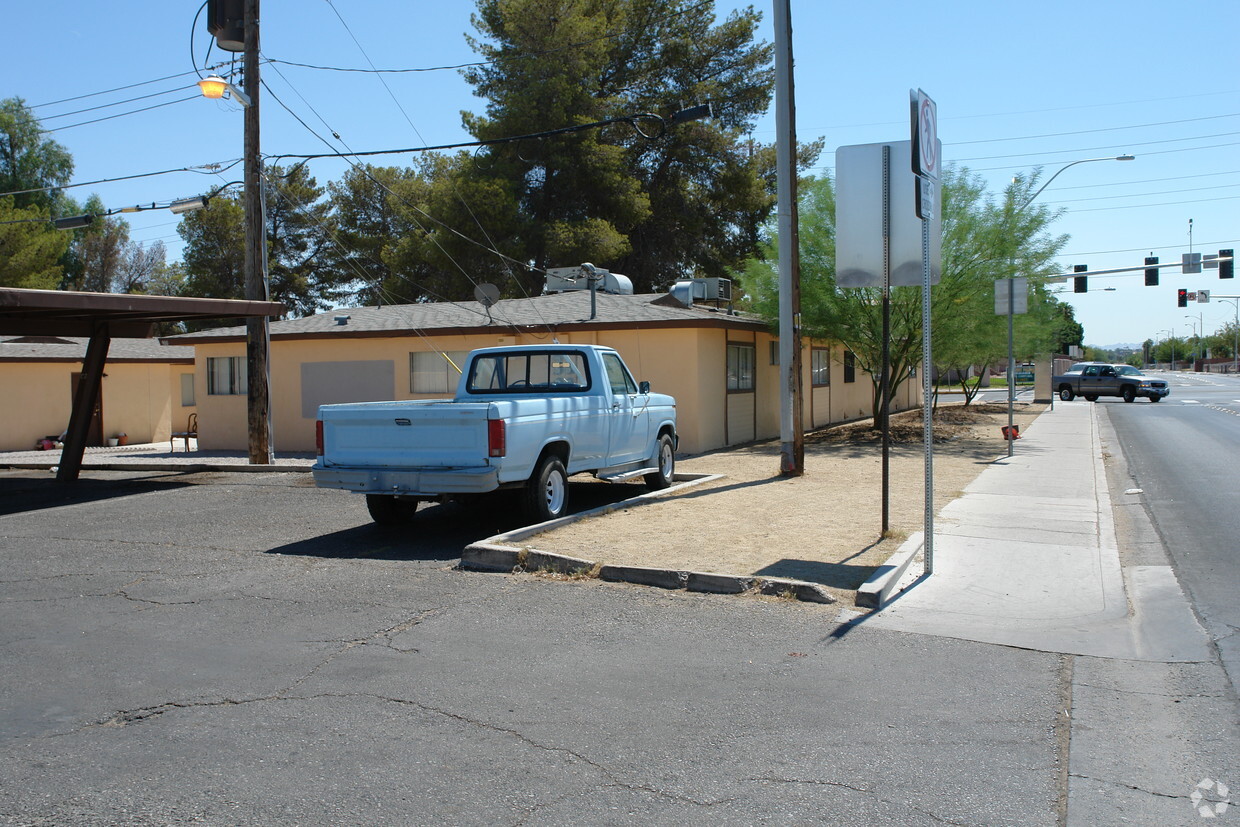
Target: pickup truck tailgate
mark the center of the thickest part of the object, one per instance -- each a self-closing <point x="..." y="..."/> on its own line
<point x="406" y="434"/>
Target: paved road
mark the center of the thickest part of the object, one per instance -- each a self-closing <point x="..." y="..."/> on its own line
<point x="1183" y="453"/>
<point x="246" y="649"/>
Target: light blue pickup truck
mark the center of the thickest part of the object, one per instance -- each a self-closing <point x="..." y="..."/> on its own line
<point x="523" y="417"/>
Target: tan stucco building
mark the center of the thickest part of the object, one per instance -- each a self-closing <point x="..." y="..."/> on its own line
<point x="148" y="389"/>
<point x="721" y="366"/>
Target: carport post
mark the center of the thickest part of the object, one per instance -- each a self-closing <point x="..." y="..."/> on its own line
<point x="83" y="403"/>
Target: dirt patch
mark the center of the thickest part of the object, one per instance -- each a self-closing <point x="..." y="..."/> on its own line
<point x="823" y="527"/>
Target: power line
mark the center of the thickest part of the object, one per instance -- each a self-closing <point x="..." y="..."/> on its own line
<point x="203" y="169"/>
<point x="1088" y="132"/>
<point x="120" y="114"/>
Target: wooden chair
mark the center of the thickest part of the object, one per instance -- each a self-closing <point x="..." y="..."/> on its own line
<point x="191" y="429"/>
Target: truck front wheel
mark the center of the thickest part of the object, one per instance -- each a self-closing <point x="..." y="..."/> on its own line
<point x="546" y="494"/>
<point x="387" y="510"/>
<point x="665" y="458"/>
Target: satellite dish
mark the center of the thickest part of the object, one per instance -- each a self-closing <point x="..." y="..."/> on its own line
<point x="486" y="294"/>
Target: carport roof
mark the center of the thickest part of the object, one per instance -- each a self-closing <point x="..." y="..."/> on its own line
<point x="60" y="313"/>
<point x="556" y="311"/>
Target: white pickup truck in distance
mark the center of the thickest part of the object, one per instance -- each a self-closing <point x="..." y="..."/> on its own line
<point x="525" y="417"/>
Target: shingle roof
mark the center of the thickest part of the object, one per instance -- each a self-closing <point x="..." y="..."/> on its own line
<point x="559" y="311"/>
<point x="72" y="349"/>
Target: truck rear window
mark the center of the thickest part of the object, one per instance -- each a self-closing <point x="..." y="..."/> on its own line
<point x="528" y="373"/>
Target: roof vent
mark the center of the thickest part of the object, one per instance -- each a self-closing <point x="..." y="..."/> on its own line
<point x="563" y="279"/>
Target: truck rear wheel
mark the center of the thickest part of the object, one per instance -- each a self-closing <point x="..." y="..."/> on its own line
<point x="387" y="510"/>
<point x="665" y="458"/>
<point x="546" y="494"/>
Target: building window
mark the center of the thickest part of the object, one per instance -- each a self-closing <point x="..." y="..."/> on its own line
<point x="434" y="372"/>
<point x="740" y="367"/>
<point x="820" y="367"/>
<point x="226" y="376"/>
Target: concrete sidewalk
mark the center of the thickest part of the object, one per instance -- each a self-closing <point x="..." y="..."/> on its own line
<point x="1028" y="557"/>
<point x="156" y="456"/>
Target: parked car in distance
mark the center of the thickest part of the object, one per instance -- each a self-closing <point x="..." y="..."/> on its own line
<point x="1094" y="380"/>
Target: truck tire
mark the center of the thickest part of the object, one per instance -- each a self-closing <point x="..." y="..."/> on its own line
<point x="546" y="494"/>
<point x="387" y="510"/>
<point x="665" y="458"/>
^^^^^^^^
### What you will do
In the transcription, every picture is to be excluded and the records above given again exactly.

### Your response
Target: pickup truck tailgate
mark the center of the thickest part of the object, one per instance -- each a self-closing <point x="..." y="..."/> on its own line
<point x="406" y="434"/>
Target: paved road
mark the center of the thickest part of the object, one per instance -- each a self-closing <point x="..." y="..."/> on its own line
<point x="1183" y="453"/>
<point x="246" y="649"/>
Target: light blue pickup truck
mark the center of the thickest part of the object, one per instance -- each a self-closing <point x="..." y="..."/> on its own line
<point x="523" y="417"/>
Target: tan stucco building
mark the center of the thickest part of the object, one per instance -- each a self-closing <point x="..." y="..."/> on its own line
<point x="148" y="389"/>
<point x="721" y="366"/>
Target: carport post
mark the center of the thickest part of the object, one per instance -- each a self-closing <point x="..." y="..."/> on its own line
<point x="83" y="403"/>
Target: dirt patch
mark the center of the thickest part of the object, one per instance -- each a self-closing <point x="..." y="..."/> on its own line
<point x="823" y="527"/>
Target: power line
mark the center of the thickest part of the object, one per instance -- each a self-closing <point x="..." y="..."/> on its own line
<point x="203" y="169"/>
<point x="1088" y="132"/>
<point x="120" y="114"/>
Target: wooden chair
mark the center of the thickest part of the object, one per instance -- each a self-closing <point x="..." y="..."/> on its own line
<point x="191" y="429"/>
Target: truck front wheel
mark the center of the thickest part of the object, one per instance -- each a self-closing <point x="..." y="..."/> on its own line
<point x="546" y="494"/>
<point x="387" y="510"/>
<point x="665" y="458"/>
Target: satellite dish
mark the center of the thickest part of the object, one per instance -- each a self-closing <point x="..." y="..."/> on its own line
<point x="486" y="294"/>
Target: carport roof
mark the center of the thickest part of the object, one per instance -- each a self-closing <point x="..." y="..."/> on its own line
<point x="60" y="313"/>
<point x="556" y="311"/>
Target: white pickup truck in distance
mark the center of the thickest part of the object, one per instance -- each a self-closing <point x="..." y="..."/> on its own line
<point x="525" y="417"/>
Target: shingle roof
mark the center of the thickest part of the object, one per instance -- each a self-closing <point x="..." y="..."/> on its own line
<point x="559" y="311"/>
<point x="72" y="349"/>
Target: truck rear window
mark the center of the thickest part of the object, one per instance -- each a self-closing <point x="..." y="..."/> on its own line
<point x="528" y="373"/>
Target: roof vent
mark the center of the thickest part of the object, one per instance -- each a self-closing <point x="..." y="..."/> on its own line
<point x="563" y="279"/>
Target: truck rear wheel
mark the center of the thickest part of the object, one per instance -- each a self-closing <point x="..." y="..."/> on its own line
<point x="387" y="510"/>
<point x="665" y="458"/>
<point x="546" y="494"/>
Target: building window
mark the center of the thickest part of the object, one per instance -- each a self-closing <point x="..." y="..."/> on its own line
<point x="434" y="372"/>
<point x="740" y="367"/>
<point x="820" y="367"/>
<point x="226" y="376"/>
Target: concrete sidewalk
mark the center of the thickest part of the object, one per instance -- each a self-closing <point x="..." y="..."/> on its own line
<point x="1028" y="557"/>
<point x="156" y="456"/>
Target: parked car in distance
mark the center of the thickest part of the object, one per instance -- each a self-closing <point x="..." y="..."/> on its own line
<point x="1094" y="380"/>
Target: truck tire
mark the center of the thickest part of the object, one per instance -- each a self-closing <point x="..." y="..."/> on its own line
<point x="546" y="494"/>
<point x="387" y="510"/>
<point x="665" y="458"/>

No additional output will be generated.